> _Problem description_
Please retype the records below exactly, omitting any images.

> _Records excerpted from a collection_
++++
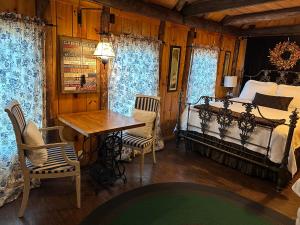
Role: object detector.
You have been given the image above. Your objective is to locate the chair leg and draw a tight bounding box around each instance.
[152,144,156,164]
[140,152,144,181]
[18,176,30,218]
[75,174,81,208]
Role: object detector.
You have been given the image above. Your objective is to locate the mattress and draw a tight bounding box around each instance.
[180,97,300,176]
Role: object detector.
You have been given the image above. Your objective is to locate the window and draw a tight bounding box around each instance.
[0,14,44,207]
[108,35,160,116]
[186,48,219,103]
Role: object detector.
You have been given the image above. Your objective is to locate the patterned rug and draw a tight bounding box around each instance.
[80,182,294,225]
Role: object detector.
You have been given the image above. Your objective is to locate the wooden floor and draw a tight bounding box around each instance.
[1,140,300,225]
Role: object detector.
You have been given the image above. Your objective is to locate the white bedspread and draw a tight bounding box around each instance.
[180,97,300,176]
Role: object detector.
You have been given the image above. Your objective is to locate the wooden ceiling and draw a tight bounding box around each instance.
[90,0,300,36]
[146,0,300,29]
++++
> _Exercise answer_
Role: object detector.
You have been given the image above. Your objective is to locate the chair leg and draw a tight bounding box around each instance.
[152,144,156,164]
[140,152,144,181]
[18,176,30,218]
[75,174,81,208]
Role: object detector.
You have been given the image above. Your objective is to locate the mattress and draw a tight bounding box around each instance.
[180,97,300,176]
Role: object detector.
You have been given the image above. Your objective is to locate the window and draw a tight bounding box around each instance.
[0,14,44,207]
[108,35,160,116]
[186,48,219,103]
Role: object detector.
You have been given the image above. Your objective is to locate the patterned rug and draw a tight bounding box around each instance.
[80,182,294,225]
Role: object detector.
You have been given the image above. Your objective is to locate the wooden floor and draw a tight bounding box around each instance.
[1,140,300,225]
Role: object detector.
You have been given the image above. Your objective is to locate the white bedspread and draw a tight bounding box around each instance.
[180,97,300,176]
Role: object detector.
You have been given the image above. Your objective is to locate the wooden ceiling and draw a tight bounding box around each instance.
[90,0,300,36]
[146,0,300,29]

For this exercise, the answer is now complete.